- Opening Delimiter -

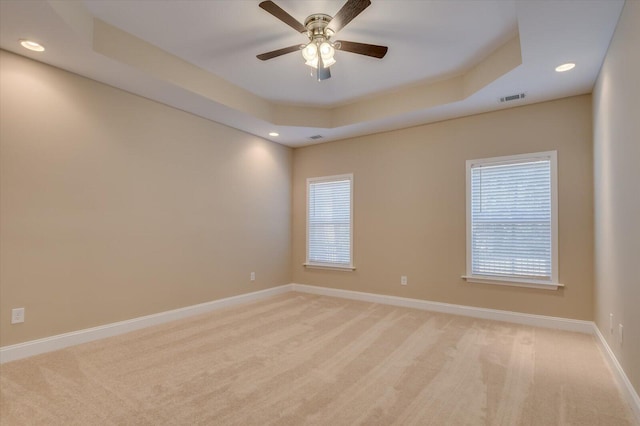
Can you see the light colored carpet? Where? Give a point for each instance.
(301, 359)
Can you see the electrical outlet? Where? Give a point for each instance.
(610, 323)
(620, 333)
(17, 315)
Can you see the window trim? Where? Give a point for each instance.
(334, 266)
(553, 283)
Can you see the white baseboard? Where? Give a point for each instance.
(447, 308)
(624, 383)
(60, 341)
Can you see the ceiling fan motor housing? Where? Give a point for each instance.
(316, 25)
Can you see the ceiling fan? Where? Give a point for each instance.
(319, 28)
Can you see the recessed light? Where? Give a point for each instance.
(32, 45)
(565, 67)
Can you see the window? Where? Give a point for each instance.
(512, 224)
(329, 222)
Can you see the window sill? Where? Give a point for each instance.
(514, 282)
(329, 266)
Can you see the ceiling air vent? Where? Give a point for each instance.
(512, 97)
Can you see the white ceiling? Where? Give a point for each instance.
(430, 42)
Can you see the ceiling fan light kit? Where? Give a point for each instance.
(319, 52)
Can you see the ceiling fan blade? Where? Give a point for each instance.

- Closing Delimiter -

Task item: Take the whole listing above and copy it exactly. Pictures do not go into the copy.

Written reply:
Can you see the light colored carpet? Where? Give a point for each instance.
(301, 359)
Can you see the electrical outlet? Where? Give a point for each instance.
(610, 323)
(620, 333)
(17, 315)
Can you see the window trim? Where? Give a point for each instance.
(334, 266)
(553, 283)
Can you see the white baseboard? Where? Give a point for each instance.
(447, 308)
(624, 383)
(60, 341)
Can you see the ceiling fan motor housing? Where? Give a point for each instance.
(316, 25)
Can you see the ceiling fan? Where? Give a point for each instance.
(319, 28)
Can you see the recessed light? Where? Give a point for each instance.
(32, 45)
(565, 67)
Can you see the window? Where? Give a point for each instance.
(512, 224)
(329, 222)
Can you see the window sill? Where? Give a point for each instance.
(514, 282)
(329, 266)
Can you see the ceiling air vent? Where? Give a point for each instance.
(512, 97)
Can you see the white ceiling? Where? Give a point for each instance.
(430, 42)
Can you see the ceiling fan light kit? Where? Give a point for each instance.
(319, 52)
Can you see the ceiling fan blade? Where? Give a point for each instance.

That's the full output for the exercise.